- [PROVIDED TEXT]:
=== Begin Enclosure ===

When you’re hosting a dinner party and one of the guests can’t make

it, that just means there’s more of the goodies for everyone else.

The same holds true in the Huntington Beach Playhouse’s production

of A.R. Gurney’s “The Dining Room.”

This carefully balanced ensemble of four men and four women lost

its equilibrium just a day before opening when one actor was dropped

“due to circumstances beyond our control,” the playhouse’s

representatives explained. No problem -- the three remaining actors

simply picked up the slack.

Yes, it’s fairly obvious that some scenes employ “cheat sheets,”

but the actors are familiar enough with the characters, if not the

lines, that the show comes off quite effectively. Director Jack

Messenger has fashioned a richly flavorful production from Gurney’s

often backhanded tribute to the East Coast WASP culture and its

traditions centering around the formal eating area.

=== End Enclosure ===

- [GIVEN DATA]:
=== Begin Enclosure ===

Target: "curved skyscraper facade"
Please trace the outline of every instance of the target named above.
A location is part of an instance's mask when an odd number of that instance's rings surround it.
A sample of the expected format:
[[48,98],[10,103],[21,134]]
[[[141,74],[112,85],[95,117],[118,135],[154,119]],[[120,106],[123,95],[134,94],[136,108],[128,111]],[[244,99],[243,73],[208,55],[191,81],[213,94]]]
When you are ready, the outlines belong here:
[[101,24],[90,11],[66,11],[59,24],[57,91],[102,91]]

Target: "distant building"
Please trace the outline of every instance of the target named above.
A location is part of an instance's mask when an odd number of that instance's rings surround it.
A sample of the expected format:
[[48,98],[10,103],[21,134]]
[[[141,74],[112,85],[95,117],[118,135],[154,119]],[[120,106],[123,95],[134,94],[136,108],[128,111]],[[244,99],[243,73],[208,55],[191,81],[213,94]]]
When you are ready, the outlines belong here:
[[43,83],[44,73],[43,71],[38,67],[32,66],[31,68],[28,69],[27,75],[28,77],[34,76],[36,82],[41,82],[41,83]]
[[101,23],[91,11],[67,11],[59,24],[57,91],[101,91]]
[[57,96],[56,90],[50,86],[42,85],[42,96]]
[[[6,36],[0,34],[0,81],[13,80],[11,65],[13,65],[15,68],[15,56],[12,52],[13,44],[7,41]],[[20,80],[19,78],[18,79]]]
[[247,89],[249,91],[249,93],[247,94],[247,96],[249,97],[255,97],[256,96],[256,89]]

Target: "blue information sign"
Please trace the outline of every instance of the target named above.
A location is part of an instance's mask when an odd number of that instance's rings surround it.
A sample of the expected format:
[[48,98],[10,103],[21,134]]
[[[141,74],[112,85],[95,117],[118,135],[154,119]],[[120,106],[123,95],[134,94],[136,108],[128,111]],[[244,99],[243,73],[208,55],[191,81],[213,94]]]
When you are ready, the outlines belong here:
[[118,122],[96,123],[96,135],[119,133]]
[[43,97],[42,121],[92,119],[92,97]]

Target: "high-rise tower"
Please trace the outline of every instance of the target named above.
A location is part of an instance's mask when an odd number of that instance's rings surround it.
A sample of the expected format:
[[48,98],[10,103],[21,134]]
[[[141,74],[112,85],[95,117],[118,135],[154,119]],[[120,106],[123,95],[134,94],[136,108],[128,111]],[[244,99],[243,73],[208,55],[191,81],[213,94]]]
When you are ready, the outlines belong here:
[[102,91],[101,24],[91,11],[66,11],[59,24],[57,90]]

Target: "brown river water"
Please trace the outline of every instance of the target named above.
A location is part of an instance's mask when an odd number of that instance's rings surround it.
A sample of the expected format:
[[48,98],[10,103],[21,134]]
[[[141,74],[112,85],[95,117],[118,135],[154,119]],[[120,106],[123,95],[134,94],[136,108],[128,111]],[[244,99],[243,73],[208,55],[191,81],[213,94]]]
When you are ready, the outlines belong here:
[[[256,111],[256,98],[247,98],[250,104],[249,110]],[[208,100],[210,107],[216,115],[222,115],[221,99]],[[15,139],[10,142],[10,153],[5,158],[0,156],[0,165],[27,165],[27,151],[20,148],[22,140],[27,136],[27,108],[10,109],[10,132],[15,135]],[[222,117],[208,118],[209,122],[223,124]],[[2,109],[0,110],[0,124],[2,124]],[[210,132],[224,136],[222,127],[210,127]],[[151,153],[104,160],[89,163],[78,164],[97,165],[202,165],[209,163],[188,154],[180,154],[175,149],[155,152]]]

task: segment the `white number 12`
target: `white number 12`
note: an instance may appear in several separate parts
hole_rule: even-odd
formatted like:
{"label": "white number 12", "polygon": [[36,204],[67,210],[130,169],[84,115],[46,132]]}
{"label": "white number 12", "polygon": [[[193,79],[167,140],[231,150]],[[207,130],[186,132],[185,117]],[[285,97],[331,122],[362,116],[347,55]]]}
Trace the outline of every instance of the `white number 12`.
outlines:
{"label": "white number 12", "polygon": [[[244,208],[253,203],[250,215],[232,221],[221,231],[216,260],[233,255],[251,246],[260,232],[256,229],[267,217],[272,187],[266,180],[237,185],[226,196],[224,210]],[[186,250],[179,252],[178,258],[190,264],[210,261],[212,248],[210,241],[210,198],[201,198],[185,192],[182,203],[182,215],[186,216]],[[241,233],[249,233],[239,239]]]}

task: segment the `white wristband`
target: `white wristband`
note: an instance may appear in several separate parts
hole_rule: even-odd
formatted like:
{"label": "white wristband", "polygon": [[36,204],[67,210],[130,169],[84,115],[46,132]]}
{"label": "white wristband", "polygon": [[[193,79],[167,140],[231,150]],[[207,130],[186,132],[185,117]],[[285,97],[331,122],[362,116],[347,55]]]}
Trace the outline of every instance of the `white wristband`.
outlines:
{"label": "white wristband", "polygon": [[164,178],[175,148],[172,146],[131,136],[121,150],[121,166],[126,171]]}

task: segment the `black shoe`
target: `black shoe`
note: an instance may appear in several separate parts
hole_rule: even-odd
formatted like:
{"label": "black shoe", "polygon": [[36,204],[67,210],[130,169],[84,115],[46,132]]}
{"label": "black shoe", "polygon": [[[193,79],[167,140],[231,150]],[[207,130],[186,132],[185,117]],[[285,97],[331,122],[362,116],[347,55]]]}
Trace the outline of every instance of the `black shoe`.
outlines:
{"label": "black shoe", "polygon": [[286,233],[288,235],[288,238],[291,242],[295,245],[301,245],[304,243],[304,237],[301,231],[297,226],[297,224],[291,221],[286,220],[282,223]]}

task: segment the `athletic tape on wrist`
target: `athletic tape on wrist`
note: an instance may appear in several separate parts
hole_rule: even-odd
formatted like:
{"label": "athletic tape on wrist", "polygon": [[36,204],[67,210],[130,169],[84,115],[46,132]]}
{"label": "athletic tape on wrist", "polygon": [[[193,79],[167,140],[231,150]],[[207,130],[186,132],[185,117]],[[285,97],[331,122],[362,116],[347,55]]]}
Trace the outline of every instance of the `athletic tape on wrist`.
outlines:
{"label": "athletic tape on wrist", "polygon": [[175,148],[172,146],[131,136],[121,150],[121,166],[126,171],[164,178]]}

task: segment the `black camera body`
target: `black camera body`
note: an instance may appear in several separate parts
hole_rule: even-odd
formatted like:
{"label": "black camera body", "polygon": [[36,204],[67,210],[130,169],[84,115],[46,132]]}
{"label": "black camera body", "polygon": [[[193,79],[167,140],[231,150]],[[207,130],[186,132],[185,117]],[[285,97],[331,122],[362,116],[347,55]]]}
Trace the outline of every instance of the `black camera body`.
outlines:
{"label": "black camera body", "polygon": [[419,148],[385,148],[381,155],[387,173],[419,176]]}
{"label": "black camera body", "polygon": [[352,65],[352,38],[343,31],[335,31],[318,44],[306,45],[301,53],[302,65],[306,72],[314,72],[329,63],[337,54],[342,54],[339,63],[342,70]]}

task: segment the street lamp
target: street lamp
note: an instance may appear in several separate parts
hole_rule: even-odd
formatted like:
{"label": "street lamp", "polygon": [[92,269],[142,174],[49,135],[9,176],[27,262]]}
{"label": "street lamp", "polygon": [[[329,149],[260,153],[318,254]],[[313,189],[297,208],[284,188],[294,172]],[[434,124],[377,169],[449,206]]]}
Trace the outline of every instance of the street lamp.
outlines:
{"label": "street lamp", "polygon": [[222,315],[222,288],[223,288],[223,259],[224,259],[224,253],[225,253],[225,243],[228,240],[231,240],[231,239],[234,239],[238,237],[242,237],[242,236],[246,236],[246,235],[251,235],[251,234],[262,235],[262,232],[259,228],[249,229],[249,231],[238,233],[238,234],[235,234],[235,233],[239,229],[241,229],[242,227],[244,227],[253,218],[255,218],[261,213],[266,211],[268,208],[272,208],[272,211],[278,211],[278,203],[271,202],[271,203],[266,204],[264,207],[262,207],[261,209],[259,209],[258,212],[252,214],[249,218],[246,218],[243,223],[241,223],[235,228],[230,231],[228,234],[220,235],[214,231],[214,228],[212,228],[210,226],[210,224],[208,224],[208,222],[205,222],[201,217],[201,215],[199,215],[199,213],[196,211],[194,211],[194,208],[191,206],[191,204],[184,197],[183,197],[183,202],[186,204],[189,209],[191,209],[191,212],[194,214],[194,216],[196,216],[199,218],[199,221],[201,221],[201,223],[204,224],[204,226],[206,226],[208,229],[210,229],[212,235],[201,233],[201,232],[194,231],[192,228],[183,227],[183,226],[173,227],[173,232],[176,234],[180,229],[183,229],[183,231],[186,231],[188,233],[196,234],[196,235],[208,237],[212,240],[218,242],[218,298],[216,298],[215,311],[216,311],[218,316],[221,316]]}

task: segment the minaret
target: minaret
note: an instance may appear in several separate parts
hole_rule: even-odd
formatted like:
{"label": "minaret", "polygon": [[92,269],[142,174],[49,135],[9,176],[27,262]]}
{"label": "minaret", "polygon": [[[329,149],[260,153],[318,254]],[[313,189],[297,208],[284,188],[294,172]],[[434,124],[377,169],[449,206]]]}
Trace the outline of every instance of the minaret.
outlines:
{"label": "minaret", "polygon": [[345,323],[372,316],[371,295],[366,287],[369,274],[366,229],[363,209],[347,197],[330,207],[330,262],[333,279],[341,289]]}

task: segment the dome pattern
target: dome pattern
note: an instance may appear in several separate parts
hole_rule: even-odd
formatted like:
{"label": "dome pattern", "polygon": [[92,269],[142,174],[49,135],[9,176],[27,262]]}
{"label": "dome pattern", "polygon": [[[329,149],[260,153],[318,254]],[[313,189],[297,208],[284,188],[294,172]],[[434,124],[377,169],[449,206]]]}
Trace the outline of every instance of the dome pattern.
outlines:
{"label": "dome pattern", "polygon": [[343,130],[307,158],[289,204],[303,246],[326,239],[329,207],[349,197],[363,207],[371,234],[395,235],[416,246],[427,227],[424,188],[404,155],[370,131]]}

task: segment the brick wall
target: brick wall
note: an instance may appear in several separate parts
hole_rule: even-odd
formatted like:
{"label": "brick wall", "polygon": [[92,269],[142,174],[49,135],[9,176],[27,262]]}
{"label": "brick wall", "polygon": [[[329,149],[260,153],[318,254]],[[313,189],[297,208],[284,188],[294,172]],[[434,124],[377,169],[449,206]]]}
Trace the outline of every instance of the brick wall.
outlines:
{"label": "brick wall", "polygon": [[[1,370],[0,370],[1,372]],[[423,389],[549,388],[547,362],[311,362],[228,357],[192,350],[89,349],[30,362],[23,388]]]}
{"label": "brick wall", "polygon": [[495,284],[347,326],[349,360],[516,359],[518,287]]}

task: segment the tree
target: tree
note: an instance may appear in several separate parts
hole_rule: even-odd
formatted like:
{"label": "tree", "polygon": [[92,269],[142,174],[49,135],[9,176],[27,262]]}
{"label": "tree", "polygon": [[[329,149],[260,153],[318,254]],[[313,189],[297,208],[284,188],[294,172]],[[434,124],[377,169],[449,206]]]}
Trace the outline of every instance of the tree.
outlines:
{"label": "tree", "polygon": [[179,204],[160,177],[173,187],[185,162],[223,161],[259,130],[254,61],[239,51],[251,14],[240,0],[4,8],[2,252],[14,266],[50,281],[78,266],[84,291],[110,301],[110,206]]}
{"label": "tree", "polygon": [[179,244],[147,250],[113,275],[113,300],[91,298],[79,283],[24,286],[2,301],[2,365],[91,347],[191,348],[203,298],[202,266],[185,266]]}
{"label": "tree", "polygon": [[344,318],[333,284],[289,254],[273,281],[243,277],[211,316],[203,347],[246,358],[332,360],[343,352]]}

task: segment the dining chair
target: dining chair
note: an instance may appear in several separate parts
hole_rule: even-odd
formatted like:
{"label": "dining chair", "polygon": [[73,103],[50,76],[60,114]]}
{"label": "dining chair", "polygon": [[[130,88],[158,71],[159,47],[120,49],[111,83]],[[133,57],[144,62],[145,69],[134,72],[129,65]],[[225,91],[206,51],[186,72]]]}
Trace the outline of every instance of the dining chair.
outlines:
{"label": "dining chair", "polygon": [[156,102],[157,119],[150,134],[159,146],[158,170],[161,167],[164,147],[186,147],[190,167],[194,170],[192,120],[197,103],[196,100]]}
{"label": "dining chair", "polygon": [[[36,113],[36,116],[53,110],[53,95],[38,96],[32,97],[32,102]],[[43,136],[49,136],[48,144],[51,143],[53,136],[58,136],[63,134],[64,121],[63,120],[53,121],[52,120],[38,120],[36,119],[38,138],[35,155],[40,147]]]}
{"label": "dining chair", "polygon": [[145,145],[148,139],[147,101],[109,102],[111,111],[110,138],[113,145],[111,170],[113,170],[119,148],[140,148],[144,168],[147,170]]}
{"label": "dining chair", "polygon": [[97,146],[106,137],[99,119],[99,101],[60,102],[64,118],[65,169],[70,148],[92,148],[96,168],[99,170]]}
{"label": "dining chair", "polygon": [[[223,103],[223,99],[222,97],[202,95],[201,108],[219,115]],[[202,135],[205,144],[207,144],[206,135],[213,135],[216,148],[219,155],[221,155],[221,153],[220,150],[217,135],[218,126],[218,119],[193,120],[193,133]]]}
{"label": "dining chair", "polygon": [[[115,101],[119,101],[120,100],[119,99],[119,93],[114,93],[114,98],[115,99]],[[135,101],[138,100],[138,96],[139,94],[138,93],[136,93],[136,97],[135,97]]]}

=== End Enclosure ===

- [EXERCISES]:
**1)** Copy the passage from the playhouse review, starting at "This carefully balanced" and ending at "up the slack.", word for word.
**2)** Proceed with the review of "The Dining Room," picking up after its last sentence.

- [EXERCISE ANSWERS]:
**1)**
This carefully balanced ensemble of four men and four women lost

its equilibrium just a day before opening when one actor was dropped

“due to circumstances beyond our control,” the playhouse’s

representatives explained. No problem -- the three remaining actors

simply picked up the slack.

**2)**
“The Dining Room” is a series of 18 scenes with (in this case)

seven actors assuming some 60 characterizations, most calculated to

touch traditionalist nerves. In almost every case, the characters are

well-to- do and employ servants, which may seem somewhat

anachronistic to modern California audiences, but which suits the

purpose of Gurney’s gentle jabs.

Space hardly permits discussion of all 18 scenes, but highlights

abound. In an early, stiffly formal breakfast sequence, a father

(pinch-hitter Michael J. Tranchida) lectures his children (Kyra

Kiener and Ron Cohen) on proper demeanor at the dining table as the

maid (Rose London) patiently a serves the meal. Later, London and

Cohen play a heart-tugging scene as she explains why she’s leaving

and he begs her to stay on.

A particularly well-fashioned scene involves a birthday party for

a giggly young girl (Kyra Kiener) as her mother (Karen McDaniel) and

the father of one of the boys (James J. Ross) conduct a little

surreptitious scene on the side. Adultery also raises its head in a

tense sequence when McDaniel and Ross, playing other characters, are

interrupted by her testy son’s (Cohen) unexpected arrival from

college.

One of the more hilarious moments in the show transpires under the

table as a carpenter (Ross) and a divorcee (Kiener) conduct a steamy

first encounter. Kiener and AmyJo Steele are particularly laudable in

a scene playing teenagers tippling while their parents are away.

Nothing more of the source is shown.